TASK INSTRUCTIONS — Rewrite the records below with "supplied photograph" replaced by "provided image" throughout, changing nothing else. Leave the pictures out of your answer.

RECORDS SUPPLIED —
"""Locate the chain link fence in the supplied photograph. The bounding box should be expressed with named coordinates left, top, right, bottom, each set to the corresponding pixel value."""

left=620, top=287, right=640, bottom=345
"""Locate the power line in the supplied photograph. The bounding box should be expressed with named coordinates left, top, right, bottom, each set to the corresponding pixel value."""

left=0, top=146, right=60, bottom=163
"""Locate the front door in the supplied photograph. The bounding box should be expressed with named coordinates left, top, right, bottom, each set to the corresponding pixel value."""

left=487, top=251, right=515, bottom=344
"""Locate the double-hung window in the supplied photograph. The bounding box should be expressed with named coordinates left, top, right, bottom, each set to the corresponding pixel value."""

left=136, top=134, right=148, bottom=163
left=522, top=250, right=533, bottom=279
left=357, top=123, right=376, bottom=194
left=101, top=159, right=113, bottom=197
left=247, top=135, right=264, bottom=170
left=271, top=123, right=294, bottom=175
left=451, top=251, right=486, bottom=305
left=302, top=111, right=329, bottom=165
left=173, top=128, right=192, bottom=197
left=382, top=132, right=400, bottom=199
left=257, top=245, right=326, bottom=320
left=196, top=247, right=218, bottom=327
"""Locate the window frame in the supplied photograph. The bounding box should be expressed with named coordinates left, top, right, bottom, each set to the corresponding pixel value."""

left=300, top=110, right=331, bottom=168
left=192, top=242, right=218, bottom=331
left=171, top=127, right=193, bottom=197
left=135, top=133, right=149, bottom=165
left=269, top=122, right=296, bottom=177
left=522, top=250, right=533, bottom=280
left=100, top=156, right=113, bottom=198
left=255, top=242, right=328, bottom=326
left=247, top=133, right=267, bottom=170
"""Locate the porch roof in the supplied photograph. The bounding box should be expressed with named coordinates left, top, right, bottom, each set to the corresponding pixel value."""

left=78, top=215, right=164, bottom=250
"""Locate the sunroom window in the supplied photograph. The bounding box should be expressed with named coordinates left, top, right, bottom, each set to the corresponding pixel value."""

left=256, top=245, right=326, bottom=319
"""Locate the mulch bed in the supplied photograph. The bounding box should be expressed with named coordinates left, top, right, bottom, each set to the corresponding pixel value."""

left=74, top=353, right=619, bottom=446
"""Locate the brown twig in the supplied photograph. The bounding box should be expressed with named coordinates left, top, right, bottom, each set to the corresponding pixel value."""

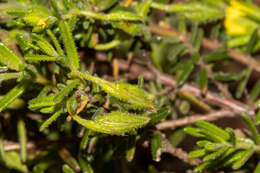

left=4, top=141, right=36, bottom=151
left=162, top=139, right=201, bottom=166
left=156, top=110, right=235, bottom=130
left=96, top=53, right=255, bottom=117
left=148, top=25, right=260, bottom=72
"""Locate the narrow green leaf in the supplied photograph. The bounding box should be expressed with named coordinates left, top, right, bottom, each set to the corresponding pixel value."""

left=199, top=68, right=208, bottom=89
left=59, top=148, right=81, bottom=172
left=0, top=42, right=25, bottom=71
left=17, top=119, right=27, bottom=162
left=193, top=28, right=204, bottom=52
left=236, top=67, right=252, bottom=98
left=148, top=108, right=169, bottom=125
left=94, top=40, right=120, bottom=50
left=51, top=0, right=60, bottom=18
left=37, top=85, right=51, bottom=97
left=188, top=149, right=206, bottom=158
left=0, top=136, right=6, bottom=162
left=232, top=147, right=254, bottom=170
left=246, top=28, right=259, bottom=54
left=72, top=111, right=150, bottom=135
left=254, top=161, right=260, bottom=173
left=184, top=126, right=205, bottom=138
left=214, top=72, right=244, bottom=81
left=177, top=61, right=194, bottom=86
left=203, top=146, right=229, bottom=162
left=92, top=0, right=118, bottom=11
left=0, top=80, right=29, bottom=112
left=54, top=79, right=79, bottom=103
left=196, top=121, right=230, bottom=141
left=68, top=10, right=143, bottom=21
left=62, top=165, right=76, bottom=173
left=40, top=110, right=62, bottom=131
left=78, top=154, right=94, bottom=173
left=72, top=71, right=155, bottom=109
left=169, top=128, right=186, bottom=147
left=24, top=55, right=60, bottom=61
left=46, top=29, right=64, bottom=56
left=80, top=129, right=91, bottom=151
left=59, top=21, right=79, bottom=71
left=29, top=95, right=56, bottom=110
left=250, top=80, right=260, bottom=100
left=136, top=0, right=152, bottom=21
left=33, top=157, right=57, bottom=173
left=32, top=34, right=58, bottom=56
left=226, top=128, right=236, bottom=147
left=241, top=114, right=260, bottom=145
left=254, top=111, right=260, bottom=125
left=202, top=49, right=229, bottom=62
left=0, top=72, right=23, bottom=83
left=151, top=131, right=162, bottom=162
left=5, top=151, right=28, bottom=173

EXERCISE RESULT —
"""Locate the chain link fence in the provided image. The bounding box should be expressed with named coordinates left, top, right, bottom, each set to the corresponding pixel value."""

left=620, top=287, right=640, bottom=345
"""Locate the power line in the provided image. The bounding box should be expressed with named coordinates left, top, right, bottom, each set to the corresponding pixel value."""

left=0, top=146, right=60, bottom=163
"""Locate the front door in the provided image. The bounding box should be expressed with named coordinates left, top, right, bottom, each set to the corresponding pixel value."""

left=487, top=251, right=515, bottom=344
"""Locate the double-hung window in the provided image. The bounding box should be expressed with named coordinates left, top, right, bottom, each set to the corresponding pixel value."""

left=136, top=134, right=148, bottom=163
left=522, top=250, right=533, bottom=279
left=357, top=123, right=376, bottom=194
left=101, top=159, right=113, bottom=197
left=247, top=135, right=264, bottom=170
left=271, top=123, right=294, bottom=175
left=451, top=251, right=486, bottom=305
left=302, top=111, right=329, bottom=165
left=173, top=128, right=192, bottom=197
left=382, top=132, right=400, bottom=199
left=257, top=245, right=326, bottom=320
left=196, top=247, right=218, bottom=327
"""Locate the window frame in the provided image. The bounding box should be expressed with named coordinates left, top, right, bottom, each set to the corresponding pixel value."""

left=300, top=110, right=331, bottom=168
left=192, top=242, right=218, bottom=331
left=171, top=127, right=193, bottom=197
left=135, top=133, right=149, bottom=165
left=269, top=122, right=296, bottom=177
left=522, top=250, right=533, bottom=280
left=100, top=156, right=113, bottom=198
left=255, top=242, right=328, bottom=326
left=247, top=133, right=267, bottom=170
"""Locate the porch roof in the provided image. The bounding box should be expressed with named coordinates left, top, right, bottom, each set to the corresponding pixel value."""

left=78, top=215, right=164, bottom=250
"""Locate the sunroom window in the provided image. The bounding box should be expressed with named coordinates left, top, right, bottom, each set to the corresponding pixel value."""

left=256, top=245, right=326, bottom=319
"""Locate the mulch bed in the provided image. The bounding box should be expressed with named coordinates left, top, right, bottom, each set to the corresponding pixel value."""

left=74, top=353, right=619, bottom=446
"""Locate the brown twig in the provided image. The bounding box should be expressed with named coordinates left, top, right, bottom, each set to the corresponding pixel value."""


left=4, top=141, right=36, bottom=151
left=162, top=139, right=201, bottom=166
left=156, top=110, right=235, bottom=130
left=96, top=53, right=255, bottom=117
left=148, top=25, right=260, bottom=72
"""Locate the narrow green leaf in the provided image. The bounding box should be expressed with named coordinates left, top, right, bottom, each set to the corresponding pixel value."""

left=199, top=68, right=208, bottom=89
left=59, top=148, right=81, bottom=172
left=0, top=42, right=25, bottom=71
left=17, top=119, right=27, bottom=162
left=193, top=28, right=204, bottom=52
left=236, top=67, right=252, bottom=98
left=148, top=108, right=169, bottom=125
left=94, top=40, right=120, bottom=50
left=51, top=0, right=60, bottom=18
left=37, top=85, right=51, bottom=97
left=188, top=149, right=206, bottom=158
left=0, top=136, right=6, bottom=162
left=232, top=147, right=254, bottom=170
left=246, top=28, right=259, bottom=54
left=72, top=111, right=150, bottom=135
left=254, top=161, right=260, bottom=173
left=184, top=126, right=205, bottom=138
left=214, top=72, right=244, bottom=81
left=177, top=61, right=194, bottom=86
left=203, top=146, right=229, bottom=162
left=92, top=0, right=118, bottom=11
left=0, top=80, right=29, bottom=112
left=54, top=79, right=79, bottom=103
left=196, top=121, right=230, bottom=141
left=68, top=10, right=143, bottom=21
left=62, top=165, right=76, bottom=173
left=40, top=110, right=62, bottom=131
left=78, top=154, right=94, bottom=173
left=72, top=71, right=155, bottom=109
left=169, top=128, right=186, bottom=147
left=24, top=55, right=60, bottom=61
left=46, top=29, right=64, bottom=56
left=80, top=129, right=91, bottom=151
left=59, top=21, right=79, bottom=71
left=29, top=95, right=56, bottom=110
left=250, top=80, right=260, bottom=100
left=136, top=0, right=152, bottom=21
left=33, top=157, right=57, bottom=173
left=32, top=34, right=58, bottom=56
left=226, top=128, right=236, bottom=147
left=241, top=114, right=260, bottom=145
left=254, top=111, right=260, bottom=125
left=202, top=49, right=229, bottom=62
left=0, top=72, right=23, bottom=83
left=151, top=131, right=162, bottom=162
left=5, top=151, right=28, bottom=173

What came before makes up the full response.